YOUR INSTRUCTIONS:
Copy each line of the data below that contains the word "tree". Case matters.

WORKING DATA:
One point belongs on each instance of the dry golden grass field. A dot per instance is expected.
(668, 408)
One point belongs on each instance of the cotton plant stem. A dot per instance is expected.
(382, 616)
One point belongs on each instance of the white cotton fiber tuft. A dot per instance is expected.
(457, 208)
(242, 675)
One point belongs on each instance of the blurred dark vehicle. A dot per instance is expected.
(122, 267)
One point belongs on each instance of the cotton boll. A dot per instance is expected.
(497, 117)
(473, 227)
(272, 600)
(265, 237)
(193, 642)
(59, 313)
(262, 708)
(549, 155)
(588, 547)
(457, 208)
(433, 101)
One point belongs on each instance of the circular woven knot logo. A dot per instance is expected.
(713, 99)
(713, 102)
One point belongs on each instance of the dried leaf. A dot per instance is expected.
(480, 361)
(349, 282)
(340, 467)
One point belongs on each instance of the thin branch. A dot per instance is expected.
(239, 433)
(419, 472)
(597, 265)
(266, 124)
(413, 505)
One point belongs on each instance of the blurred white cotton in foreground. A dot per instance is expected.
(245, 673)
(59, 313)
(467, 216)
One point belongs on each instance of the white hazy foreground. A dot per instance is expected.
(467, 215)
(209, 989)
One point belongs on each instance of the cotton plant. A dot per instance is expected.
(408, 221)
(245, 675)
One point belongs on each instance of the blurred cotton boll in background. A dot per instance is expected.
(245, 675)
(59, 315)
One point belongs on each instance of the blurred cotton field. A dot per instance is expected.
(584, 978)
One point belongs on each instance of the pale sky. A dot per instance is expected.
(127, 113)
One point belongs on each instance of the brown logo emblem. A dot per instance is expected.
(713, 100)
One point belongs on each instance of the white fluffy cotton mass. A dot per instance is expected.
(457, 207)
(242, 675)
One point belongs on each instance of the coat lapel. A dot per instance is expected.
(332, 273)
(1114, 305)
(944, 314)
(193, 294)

==

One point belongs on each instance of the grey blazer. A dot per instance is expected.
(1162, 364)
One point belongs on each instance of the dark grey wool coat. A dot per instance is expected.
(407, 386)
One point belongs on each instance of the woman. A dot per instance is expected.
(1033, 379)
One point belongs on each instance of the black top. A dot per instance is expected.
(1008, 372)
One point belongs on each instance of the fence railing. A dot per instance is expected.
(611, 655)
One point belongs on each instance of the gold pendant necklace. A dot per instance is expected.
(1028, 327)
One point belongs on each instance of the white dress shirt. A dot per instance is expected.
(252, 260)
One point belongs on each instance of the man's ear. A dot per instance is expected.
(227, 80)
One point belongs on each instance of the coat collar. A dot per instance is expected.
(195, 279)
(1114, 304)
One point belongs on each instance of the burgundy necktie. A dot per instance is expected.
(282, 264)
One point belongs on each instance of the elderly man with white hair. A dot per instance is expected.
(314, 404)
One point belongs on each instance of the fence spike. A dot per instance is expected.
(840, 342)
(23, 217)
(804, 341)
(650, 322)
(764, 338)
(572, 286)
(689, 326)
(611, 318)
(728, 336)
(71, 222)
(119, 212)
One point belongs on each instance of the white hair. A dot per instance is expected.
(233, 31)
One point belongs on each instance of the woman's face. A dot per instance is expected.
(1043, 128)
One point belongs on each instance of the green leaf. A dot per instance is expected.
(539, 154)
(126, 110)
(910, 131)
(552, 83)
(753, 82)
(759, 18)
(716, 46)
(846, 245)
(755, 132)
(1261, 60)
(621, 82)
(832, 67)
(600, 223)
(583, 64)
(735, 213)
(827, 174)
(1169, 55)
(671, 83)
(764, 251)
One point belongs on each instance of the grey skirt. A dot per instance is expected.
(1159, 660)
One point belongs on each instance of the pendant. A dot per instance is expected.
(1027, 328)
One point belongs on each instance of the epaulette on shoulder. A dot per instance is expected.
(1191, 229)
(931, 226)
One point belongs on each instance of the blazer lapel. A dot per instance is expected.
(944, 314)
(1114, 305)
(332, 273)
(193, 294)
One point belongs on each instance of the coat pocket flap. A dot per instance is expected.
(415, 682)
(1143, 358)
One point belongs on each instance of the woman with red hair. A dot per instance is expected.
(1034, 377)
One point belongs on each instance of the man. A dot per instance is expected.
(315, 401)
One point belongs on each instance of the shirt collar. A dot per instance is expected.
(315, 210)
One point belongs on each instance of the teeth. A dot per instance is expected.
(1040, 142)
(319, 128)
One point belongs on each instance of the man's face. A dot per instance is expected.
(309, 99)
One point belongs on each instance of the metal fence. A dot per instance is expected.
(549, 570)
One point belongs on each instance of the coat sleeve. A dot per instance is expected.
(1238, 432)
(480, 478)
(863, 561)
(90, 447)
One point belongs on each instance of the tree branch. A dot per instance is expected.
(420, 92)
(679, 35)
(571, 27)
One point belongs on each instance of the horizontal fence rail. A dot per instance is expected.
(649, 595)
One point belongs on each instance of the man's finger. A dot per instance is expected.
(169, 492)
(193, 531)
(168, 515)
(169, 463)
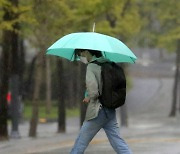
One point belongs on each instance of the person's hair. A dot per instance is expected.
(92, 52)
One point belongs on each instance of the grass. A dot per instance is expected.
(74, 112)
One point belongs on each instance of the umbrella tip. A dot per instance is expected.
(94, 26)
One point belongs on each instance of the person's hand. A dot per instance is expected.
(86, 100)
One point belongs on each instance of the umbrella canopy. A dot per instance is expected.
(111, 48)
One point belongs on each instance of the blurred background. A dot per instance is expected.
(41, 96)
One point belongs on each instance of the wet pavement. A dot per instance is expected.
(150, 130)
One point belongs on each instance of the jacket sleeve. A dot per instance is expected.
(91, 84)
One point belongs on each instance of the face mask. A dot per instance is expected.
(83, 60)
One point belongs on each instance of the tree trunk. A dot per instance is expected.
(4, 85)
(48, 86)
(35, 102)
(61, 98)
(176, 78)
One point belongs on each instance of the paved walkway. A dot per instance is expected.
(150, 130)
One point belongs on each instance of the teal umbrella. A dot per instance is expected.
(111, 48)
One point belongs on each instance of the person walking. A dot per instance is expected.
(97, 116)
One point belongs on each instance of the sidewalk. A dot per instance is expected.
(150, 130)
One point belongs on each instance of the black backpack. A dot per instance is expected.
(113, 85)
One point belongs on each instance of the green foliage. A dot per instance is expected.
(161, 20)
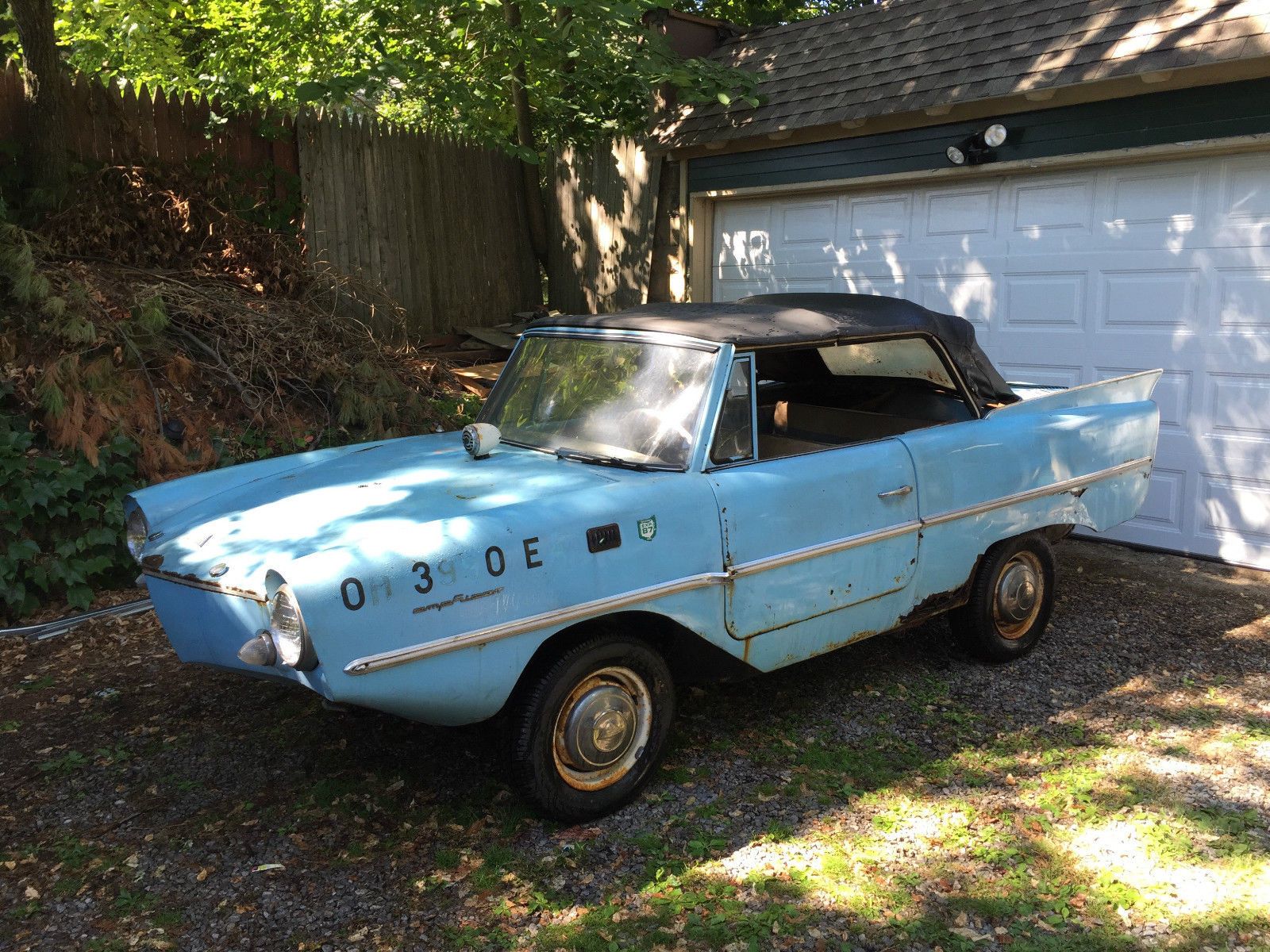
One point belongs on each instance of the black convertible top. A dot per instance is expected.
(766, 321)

---

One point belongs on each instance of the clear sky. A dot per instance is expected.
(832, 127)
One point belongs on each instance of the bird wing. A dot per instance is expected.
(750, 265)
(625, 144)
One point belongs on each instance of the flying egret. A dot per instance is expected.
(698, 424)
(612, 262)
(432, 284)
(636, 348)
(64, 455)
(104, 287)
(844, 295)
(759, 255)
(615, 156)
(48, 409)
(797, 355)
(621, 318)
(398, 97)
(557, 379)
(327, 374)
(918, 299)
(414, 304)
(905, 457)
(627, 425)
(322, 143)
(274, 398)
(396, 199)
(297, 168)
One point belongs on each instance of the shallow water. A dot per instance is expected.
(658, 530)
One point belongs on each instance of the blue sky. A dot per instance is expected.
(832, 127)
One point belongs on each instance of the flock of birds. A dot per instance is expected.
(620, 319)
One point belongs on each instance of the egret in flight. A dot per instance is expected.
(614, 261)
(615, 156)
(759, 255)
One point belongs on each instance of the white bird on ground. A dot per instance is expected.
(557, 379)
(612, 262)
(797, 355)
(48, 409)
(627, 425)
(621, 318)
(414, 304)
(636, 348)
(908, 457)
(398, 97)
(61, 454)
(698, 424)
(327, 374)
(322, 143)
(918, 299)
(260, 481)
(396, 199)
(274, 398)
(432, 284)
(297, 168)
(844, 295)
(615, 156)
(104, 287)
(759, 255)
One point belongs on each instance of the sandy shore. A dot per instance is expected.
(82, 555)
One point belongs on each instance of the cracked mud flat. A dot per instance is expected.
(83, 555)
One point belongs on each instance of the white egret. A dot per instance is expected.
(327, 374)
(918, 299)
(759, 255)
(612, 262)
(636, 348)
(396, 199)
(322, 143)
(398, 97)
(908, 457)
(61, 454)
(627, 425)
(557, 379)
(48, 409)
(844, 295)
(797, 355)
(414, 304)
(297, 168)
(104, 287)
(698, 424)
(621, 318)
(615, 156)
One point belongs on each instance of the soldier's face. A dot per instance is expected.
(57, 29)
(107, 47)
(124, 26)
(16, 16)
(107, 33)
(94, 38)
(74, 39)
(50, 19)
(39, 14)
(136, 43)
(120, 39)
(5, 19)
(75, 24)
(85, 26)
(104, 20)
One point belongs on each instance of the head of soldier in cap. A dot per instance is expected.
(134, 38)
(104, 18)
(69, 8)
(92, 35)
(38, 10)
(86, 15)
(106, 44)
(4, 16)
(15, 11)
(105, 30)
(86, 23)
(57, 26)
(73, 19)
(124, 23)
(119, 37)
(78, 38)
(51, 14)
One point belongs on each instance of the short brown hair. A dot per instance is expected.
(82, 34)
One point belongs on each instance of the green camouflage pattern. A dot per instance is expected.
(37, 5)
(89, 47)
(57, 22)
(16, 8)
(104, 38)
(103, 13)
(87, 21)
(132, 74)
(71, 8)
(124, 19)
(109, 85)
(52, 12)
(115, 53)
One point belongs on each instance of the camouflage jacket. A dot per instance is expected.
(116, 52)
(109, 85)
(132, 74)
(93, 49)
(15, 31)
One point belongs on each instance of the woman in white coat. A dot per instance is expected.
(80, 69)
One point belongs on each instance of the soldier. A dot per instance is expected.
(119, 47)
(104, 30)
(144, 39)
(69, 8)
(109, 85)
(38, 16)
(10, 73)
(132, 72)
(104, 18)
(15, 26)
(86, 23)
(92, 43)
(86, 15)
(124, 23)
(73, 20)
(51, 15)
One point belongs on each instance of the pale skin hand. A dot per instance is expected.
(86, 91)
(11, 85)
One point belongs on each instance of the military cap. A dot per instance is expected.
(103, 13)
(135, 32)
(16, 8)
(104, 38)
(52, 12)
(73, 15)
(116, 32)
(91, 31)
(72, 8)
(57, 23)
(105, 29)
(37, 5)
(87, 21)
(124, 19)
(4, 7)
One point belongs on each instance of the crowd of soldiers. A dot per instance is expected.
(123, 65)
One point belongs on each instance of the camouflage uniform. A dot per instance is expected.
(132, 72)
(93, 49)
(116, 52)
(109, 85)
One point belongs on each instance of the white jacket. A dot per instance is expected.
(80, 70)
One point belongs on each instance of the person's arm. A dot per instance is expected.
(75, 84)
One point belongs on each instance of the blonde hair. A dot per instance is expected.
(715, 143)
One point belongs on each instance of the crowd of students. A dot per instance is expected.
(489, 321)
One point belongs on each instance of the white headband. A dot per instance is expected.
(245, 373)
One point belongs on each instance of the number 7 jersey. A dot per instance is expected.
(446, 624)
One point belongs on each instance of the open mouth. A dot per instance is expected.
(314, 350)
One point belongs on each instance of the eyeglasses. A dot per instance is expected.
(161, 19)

TASK SOLUTION:
One point belongs on each instance of the tree branch. A dot per instance is expected.
One point belongs on each instance of the tree trunk. A dot per instance is expected.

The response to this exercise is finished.